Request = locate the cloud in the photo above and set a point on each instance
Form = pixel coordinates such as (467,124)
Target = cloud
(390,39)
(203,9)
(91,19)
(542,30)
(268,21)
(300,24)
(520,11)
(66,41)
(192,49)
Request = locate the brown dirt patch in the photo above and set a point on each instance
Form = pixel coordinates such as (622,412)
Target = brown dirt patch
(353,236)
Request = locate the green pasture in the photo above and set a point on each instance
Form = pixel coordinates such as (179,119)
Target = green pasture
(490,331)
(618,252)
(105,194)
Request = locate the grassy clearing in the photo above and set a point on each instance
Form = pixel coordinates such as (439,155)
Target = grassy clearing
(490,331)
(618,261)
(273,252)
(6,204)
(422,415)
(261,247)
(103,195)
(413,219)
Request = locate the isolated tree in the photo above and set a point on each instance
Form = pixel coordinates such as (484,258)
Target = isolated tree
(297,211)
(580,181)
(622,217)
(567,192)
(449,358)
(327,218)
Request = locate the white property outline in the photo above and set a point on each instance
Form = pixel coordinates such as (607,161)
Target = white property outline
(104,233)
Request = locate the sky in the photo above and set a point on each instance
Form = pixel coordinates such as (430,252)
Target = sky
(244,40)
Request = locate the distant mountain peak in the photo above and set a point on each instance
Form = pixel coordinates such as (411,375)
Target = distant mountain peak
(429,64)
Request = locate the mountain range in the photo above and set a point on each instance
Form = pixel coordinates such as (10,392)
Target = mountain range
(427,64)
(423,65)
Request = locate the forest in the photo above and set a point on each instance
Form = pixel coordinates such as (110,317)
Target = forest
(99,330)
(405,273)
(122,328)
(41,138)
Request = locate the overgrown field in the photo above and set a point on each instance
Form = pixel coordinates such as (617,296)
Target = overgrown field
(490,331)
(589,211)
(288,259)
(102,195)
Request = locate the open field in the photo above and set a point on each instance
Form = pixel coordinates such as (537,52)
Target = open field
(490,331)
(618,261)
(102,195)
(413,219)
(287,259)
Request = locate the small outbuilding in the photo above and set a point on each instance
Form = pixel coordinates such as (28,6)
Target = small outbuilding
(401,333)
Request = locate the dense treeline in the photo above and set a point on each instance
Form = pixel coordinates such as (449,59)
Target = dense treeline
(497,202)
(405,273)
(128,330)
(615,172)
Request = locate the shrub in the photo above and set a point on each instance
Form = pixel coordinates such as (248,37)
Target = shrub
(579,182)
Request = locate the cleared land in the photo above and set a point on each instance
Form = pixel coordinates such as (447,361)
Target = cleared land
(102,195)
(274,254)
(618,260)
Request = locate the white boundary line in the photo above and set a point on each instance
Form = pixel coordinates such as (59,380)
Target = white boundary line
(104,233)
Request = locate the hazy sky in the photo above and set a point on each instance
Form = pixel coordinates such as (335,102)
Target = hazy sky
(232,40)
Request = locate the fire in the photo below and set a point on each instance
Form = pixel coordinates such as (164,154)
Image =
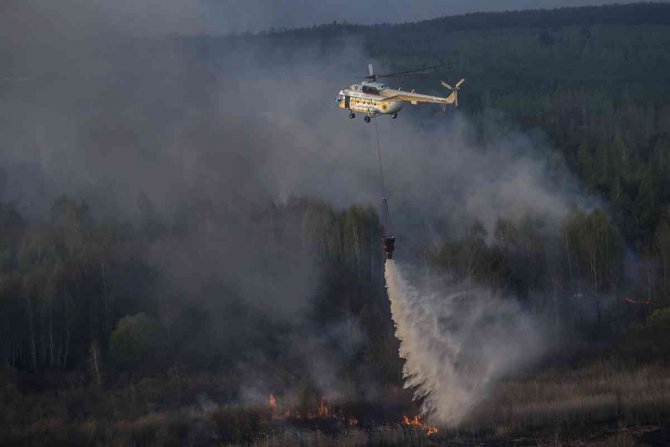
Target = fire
(417,422)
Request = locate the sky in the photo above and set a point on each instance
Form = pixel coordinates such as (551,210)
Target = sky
(226,16)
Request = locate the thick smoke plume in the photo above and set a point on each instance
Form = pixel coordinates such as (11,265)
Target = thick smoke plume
(457,340)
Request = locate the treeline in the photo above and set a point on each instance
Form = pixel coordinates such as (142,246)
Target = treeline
(594,80)
(573,278)
(79,293)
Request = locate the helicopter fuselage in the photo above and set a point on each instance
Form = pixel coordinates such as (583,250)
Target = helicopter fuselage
(373,98)
(369,98)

:: Description of the task ::
Make an exact copy of the lines above, starting at the line that contains "Request = locate the shrub" and running through the final line of the entries. Omit the pictures.

:: Answer to the task ::
Request = locate the shrub in the photo above and set a point on each instance
Form = pixel coordinates such as (248,37)
Target = shrub
(579,182)
Request = locate the cleared land in the photo above and set a point on each instance
Form = pixel coordinates such as (447,361)
Target = cleared land
(102,195)
(274,254)
(618,260)
Request = locate the white boundary line in the photo above and set a point on each instance
Form = pixel coordinates such as (59,380)
Target = white boundary line
(104,233)
Request = locate the hazy sky in the photo above and set a point on each instance
Form = pixel coordinates such as (335,102)
Target = hazy sky
(232,40)
Request = locate the fire in the photo below and set a point on each instance
Form = pixel coordinates such as (164,154)
Image =
Target = fire
(417,422)
Request = locate the sky in the photo above and set a point on each instance
Form = pixel coordinates such as (551,210)
Target = sky
(226,16)
Request = locate the thick smoke plume in the photo above and set a point on each instance
Form = pixel coordinates such as (11,265)
Target = thick smoke plume
(457,340)
Request = locate the treeline in the photo above and set a point on each instance
Form = pixel coordinates such as (142,246)
Target = treeline
(594,80)
(573,278)
(79,293)
Request = locate the helicopter fuselage in the photo above and set a point on each instance
Form = pixel coordinates such as (583,250)
Target = helicopter fuselage
(373,98)
(369,98)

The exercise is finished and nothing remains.